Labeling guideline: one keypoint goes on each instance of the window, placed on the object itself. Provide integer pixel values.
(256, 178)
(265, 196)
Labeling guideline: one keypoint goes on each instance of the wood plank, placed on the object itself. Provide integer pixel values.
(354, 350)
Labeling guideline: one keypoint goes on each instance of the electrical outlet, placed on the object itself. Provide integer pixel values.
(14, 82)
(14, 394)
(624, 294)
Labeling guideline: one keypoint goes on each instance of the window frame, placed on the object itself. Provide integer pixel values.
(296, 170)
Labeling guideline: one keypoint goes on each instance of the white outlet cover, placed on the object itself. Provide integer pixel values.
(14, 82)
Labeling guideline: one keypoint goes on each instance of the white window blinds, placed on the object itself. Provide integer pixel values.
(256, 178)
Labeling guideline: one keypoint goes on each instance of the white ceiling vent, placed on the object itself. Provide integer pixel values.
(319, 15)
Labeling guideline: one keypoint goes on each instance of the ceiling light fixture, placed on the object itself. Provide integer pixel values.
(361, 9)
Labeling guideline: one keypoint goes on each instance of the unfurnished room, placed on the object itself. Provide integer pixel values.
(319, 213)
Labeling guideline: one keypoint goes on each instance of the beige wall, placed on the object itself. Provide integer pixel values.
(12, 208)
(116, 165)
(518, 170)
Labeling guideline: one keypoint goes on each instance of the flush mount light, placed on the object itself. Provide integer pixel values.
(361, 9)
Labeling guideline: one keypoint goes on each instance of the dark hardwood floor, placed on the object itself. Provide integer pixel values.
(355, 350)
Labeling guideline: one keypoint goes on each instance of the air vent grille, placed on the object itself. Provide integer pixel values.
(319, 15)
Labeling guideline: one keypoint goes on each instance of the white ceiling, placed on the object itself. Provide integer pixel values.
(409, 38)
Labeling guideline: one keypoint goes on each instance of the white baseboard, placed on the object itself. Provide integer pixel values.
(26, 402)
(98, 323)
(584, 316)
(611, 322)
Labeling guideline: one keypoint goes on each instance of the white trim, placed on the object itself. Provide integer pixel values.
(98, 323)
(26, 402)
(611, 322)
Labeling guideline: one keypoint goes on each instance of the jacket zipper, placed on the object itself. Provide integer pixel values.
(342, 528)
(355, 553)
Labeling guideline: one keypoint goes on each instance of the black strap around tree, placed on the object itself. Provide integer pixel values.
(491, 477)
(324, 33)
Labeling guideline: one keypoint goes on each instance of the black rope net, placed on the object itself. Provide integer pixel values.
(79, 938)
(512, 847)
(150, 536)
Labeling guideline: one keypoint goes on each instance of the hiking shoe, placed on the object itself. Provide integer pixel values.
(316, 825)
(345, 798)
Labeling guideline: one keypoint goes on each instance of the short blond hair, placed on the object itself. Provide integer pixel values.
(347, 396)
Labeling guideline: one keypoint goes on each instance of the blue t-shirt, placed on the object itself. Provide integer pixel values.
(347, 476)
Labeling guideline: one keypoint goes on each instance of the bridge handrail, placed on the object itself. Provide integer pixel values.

────────

WORK TO COMPLETE:
Every line from the one with "of the short" to the end of the records above should be returned exactly, and no other lines.

TASK ANSWER:
Labeling guideline: one keypoint goes on each instance of the short blond hair, placed on the object itself. Provide integer pixel values.
(347, 396)
Labeling guideline: one keypoint goes on each instance of the blue t-shirt, placed on the object itself. Provide integer pixel values.
(347, 476)
Labeling guideline: one keypoint goes on each instance of the bridge handrail, placed on the object itself. Provide integer pixel values.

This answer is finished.